Dataset:
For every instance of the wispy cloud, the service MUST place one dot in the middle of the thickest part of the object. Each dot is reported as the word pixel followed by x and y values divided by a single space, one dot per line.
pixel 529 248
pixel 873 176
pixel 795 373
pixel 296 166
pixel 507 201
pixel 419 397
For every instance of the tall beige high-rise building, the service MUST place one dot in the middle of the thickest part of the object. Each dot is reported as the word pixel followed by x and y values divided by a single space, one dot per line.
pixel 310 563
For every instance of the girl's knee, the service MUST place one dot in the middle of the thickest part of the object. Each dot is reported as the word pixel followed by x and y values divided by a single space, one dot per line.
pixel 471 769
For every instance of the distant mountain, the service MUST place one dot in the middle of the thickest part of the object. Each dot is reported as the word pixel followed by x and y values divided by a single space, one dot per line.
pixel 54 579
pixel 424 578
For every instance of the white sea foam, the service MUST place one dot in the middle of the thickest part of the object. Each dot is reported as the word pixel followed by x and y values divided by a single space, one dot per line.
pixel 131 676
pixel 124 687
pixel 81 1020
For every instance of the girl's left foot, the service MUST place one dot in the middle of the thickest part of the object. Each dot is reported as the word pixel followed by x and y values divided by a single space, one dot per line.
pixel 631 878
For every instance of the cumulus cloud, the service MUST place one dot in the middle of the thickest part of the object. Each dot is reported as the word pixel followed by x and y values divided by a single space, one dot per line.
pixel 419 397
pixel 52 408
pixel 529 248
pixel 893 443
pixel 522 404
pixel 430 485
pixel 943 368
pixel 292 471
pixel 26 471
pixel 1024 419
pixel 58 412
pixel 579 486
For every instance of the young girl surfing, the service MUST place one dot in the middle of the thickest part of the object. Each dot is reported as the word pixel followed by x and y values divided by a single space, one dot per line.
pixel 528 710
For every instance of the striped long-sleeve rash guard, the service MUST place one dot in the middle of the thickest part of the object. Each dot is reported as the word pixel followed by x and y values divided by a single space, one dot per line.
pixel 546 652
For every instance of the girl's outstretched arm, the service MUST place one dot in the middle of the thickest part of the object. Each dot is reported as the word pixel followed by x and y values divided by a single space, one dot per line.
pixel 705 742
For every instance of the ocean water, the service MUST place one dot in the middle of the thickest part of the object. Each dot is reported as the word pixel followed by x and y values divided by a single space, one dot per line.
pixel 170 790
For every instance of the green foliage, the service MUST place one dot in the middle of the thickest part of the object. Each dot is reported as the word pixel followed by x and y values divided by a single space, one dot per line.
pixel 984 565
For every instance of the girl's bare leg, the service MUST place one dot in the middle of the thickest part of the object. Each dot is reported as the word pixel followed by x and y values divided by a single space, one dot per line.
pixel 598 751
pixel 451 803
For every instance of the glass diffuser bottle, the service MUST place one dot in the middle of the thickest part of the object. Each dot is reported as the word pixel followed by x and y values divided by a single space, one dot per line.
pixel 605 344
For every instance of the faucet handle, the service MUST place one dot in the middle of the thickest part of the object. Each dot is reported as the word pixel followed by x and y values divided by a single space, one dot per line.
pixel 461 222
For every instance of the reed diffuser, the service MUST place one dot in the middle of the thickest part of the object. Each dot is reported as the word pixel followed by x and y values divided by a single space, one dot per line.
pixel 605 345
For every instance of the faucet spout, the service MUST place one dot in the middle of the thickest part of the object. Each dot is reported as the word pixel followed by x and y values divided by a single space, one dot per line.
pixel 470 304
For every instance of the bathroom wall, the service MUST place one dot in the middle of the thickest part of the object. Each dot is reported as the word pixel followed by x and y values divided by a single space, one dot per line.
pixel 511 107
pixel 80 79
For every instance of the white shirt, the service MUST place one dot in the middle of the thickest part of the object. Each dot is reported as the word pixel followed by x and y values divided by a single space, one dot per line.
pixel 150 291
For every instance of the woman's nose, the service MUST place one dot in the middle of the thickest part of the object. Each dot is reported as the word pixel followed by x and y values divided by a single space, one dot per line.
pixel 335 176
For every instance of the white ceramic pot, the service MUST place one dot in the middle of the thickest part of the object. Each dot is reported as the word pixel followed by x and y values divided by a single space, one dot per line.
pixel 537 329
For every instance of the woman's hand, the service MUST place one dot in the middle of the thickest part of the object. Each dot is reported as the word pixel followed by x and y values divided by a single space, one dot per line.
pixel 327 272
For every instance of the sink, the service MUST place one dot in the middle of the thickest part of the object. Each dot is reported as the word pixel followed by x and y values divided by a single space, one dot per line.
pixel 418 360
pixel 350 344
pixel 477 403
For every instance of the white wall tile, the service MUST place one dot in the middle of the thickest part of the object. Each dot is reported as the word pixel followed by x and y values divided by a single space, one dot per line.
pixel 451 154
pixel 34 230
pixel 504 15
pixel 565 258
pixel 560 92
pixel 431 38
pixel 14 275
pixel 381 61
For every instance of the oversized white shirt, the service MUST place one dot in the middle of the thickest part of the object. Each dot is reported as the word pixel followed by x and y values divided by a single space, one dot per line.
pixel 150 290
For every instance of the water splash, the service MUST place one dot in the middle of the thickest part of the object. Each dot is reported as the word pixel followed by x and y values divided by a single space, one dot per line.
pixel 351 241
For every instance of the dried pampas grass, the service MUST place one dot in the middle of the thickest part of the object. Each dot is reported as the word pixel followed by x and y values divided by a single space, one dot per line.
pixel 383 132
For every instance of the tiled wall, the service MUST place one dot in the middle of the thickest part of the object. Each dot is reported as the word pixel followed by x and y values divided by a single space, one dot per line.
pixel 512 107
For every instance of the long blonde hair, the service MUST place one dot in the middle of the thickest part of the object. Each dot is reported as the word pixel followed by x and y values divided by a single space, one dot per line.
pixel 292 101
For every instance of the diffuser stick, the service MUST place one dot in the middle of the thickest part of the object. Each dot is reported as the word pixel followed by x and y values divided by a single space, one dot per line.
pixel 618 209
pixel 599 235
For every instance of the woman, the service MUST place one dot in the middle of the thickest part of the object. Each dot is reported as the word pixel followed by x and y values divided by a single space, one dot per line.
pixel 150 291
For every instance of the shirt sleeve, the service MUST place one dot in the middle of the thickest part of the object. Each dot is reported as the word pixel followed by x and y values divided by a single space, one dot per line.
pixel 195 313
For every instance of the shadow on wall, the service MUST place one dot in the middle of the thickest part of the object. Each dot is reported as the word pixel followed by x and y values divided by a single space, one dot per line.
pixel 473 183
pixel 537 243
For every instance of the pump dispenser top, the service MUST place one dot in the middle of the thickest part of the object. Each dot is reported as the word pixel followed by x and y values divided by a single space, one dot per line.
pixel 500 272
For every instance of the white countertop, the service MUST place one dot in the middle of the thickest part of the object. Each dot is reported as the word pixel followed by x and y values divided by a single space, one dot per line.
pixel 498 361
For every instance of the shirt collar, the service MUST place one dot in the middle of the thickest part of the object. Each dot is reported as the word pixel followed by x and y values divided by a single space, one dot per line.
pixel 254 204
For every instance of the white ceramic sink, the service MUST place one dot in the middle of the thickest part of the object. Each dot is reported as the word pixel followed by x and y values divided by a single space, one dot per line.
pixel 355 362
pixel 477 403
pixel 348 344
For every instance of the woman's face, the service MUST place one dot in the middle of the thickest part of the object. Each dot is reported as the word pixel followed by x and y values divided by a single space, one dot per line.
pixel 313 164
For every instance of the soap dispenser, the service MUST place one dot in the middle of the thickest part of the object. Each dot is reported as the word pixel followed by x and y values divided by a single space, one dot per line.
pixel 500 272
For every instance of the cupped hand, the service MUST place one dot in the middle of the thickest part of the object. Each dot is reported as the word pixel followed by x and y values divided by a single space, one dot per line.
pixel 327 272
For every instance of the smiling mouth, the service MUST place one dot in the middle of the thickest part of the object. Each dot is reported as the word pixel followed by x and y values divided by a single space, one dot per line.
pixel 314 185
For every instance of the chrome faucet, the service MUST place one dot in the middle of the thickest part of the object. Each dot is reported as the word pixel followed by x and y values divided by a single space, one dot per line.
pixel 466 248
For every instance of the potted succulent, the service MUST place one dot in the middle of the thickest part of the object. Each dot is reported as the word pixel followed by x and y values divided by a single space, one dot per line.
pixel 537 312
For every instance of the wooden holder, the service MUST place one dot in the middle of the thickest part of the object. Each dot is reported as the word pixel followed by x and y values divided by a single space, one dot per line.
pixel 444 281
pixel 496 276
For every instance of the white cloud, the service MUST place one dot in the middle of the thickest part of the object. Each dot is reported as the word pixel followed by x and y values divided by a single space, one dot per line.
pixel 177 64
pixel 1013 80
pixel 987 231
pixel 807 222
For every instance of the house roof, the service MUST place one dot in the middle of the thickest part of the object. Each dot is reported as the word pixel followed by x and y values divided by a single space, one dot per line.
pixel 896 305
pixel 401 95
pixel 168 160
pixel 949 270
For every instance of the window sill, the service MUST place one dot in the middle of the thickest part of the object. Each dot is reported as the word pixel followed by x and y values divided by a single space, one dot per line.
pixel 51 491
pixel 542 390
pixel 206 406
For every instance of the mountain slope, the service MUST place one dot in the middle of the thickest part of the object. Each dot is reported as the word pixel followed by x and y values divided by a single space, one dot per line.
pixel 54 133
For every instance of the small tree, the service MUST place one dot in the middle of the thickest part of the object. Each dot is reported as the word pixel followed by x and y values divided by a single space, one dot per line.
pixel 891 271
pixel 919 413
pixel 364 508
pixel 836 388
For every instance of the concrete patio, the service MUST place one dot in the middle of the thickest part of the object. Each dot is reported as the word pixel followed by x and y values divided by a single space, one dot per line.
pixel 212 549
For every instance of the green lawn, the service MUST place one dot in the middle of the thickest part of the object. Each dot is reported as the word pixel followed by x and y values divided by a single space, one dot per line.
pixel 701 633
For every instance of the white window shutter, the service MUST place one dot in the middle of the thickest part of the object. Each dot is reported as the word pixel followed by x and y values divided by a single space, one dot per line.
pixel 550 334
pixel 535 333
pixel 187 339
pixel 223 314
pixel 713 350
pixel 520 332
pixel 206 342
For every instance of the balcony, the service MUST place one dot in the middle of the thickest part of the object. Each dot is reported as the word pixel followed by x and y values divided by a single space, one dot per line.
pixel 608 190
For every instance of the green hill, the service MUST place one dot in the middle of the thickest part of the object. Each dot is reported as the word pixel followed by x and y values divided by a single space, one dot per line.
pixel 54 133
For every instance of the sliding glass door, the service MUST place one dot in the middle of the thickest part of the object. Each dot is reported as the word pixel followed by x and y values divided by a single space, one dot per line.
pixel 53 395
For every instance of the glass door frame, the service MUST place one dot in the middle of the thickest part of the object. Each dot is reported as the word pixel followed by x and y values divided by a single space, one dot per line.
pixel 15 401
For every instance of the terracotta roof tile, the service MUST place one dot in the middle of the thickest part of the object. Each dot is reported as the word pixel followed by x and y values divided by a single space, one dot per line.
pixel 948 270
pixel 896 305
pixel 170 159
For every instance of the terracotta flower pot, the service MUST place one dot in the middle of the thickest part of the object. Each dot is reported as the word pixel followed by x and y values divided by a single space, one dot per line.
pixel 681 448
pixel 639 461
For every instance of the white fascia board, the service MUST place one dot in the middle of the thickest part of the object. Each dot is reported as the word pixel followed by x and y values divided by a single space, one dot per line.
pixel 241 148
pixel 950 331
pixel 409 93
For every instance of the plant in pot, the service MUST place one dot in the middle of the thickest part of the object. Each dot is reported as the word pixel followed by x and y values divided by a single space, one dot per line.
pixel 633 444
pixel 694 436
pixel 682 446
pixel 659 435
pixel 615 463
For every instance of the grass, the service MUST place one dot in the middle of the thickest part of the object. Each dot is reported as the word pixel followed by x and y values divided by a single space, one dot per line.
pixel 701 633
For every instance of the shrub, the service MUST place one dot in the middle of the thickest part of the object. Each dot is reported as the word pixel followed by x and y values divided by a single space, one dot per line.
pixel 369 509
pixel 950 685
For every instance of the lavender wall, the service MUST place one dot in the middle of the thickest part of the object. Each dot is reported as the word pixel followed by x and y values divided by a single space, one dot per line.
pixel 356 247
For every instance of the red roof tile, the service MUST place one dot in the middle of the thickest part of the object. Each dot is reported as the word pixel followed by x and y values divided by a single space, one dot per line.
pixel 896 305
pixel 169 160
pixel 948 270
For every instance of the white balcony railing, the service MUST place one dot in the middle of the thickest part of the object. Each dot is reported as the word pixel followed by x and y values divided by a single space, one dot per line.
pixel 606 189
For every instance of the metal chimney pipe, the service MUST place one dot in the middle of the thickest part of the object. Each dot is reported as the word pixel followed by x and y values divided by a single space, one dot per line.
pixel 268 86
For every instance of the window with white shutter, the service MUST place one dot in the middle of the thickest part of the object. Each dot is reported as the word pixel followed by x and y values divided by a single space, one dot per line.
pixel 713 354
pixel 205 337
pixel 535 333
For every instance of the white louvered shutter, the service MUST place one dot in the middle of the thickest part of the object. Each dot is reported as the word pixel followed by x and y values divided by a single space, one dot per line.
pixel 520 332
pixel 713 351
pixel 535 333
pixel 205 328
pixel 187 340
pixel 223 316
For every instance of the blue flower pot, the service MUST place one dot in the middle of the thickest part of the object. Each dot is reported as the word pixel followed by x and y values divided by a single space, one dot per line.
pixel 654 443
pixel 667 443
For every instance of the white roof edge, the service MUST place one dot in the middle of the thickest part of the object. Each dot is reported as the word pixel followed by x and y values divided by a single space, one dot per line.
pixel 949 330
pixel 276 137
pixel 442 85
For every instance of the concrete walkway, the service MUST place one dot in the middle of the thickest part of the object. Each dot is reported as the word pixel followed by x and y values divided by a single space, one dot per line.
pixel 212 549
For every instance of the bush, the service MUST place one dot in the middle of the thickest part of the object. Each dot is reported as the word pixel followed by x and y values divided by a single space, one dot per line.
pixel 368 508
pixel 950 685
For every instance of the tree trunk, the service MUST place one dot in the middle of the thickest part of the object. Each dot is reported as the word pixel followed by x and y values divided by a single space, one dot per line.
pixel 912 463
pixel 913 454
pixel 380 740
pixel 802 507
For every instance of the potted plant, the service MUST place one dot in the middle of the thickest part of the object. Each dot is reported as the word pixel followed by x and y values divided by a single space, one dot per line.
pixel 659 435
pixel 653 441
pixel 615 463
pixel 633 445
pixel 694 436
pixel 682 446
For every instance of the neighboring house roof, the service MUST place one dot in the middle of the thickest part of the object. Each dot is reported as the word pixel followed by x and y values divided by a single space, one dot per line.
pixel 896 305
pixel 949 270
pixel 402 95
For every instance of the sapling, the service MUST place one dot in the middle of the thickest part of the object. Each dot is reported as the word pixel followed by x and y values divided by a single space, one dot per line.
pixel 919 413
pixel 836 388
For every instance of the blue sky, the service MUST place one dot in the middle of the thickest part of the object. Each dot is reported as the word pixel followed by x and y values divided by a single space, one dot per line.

Directions for this task: From the start of the records through the line with "pixel 873 176", swap "wispy" for "feathery" and give those lines again with nothing else changed.

Solution below:
For every instance of the feathery cloud, the service MUST place one dot in the middle of the thickest part of the object. Each dot is reported as the word pixel followed by x and y values divided by a single space, one dot per line.
pixel 529 248
pixel 873 176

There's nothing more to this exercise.